What this task involves >>
Every record shown below is to be output exactly.

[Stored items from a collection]

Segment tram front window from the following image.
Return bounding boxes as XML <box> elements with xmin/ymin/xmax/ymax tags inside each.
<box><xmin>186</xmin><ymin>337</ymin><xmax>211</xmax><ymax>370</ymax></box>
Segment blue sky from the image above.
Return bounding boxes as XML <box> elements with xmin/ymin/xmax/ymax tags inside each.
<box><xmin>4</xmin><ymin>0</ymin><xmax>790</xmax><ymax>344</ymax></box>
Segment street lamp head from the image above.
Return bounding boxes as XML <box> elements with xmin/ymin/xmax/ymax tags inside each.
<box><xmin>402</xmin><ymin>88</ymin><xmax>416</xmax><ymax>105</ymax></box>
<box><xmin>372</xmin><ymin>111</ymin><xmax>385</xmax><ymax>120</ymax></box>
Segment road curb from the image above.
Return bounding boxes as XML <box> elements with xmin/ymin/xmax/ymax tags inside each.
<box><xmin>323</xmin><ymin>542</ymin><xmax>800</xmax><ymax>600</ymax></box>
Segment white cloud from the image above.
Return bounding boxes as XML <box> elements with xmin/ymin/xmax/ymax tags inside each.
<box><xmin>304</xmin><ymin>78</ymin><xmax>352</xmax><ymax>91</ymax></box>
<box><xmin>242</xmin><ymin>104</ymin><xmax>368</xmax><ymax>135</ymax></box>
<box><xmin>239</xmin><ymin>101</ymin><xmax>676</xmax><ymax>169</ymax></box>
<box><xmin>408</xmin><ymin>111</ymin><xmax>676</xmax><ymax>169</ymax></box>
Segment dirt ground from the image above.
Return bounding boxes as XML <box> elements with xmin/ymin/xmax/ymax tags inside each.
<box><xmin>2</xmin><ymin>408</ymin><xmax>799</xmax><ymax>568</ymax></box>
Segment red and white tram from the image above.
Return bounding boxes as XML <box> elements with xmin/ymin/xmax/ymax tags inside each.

Final answer >>
Segment tram front window from the following image.
Return bounding boxes as XML <box> elements with xmin/ymin/xmax/ymax tags inside each.
<box><xmin>186</xmin><ymin>337</ymin><xmax>211</xmax><ymax>370</ymax></box>
Segment blue sky from the image above.
Return bounding boxes as XML <box> elements with xmin/ymin/xmax/ymax tags inside each.
<box><xmin>4</xmin><ymin>0</ymin><xmax>790</xmax><ymax>344</ymax></box>
Segment street lamp head from the image above.
Return bounding boxes as XML <box> elements with xmin/ymin/xmax/ymax tags inside each.
<box><xmin>402</xmin><ymin>88</ymin><xmax>416</xmax><ymax>105</ymax></box>
<box><xmin>372</xmin><ymin>111</ymin><xmax>385</xmax><ymax>120</ymax></box>
Segment road curb from the image above.
Return bounding boxes as XML <box> elements with xmin/ymin/xmax/ymax tags inside each.
<box><xmin>323</xmin><ymin>542</ymin><xmax>800</xmax><ymax>600</ymax></box>
Segment white cloud from the image above.
Return bounding boxes as XML <box> elements with xmin/ymin/xmax/ymax tags inside each.
<box><xmin>304</xmin><ymin>78</ymin><xmax>352</xmax><ymax>91</ymax></box>
<box><xmin>242</xmin><ymin>104</ymin><xmax>368</xmax><ymax>135</ymax></box>
<box><xmin>239</xmin><ymin>101</ymin><xmax>676</xmax><ymax>169</ymax></box>
<box><xmin>408</xmin><ymin>111</ymin><xmax>676</xmax><ymax>169</ymax></box>
Segment dirt ground from the image above.
Return bounding boxes as XML <box> elements with xmin/ymin/xmax/ymax tags inside each.
<box><xmin>2</xmin><ymin>408</ymin><xmax>799</xmax><ymax>568</ymax></box>
Segment red and white tram from the image above.
Return bounding boxes as XML <box> elements with xmin/ymin/xmax/ymax tags inside each.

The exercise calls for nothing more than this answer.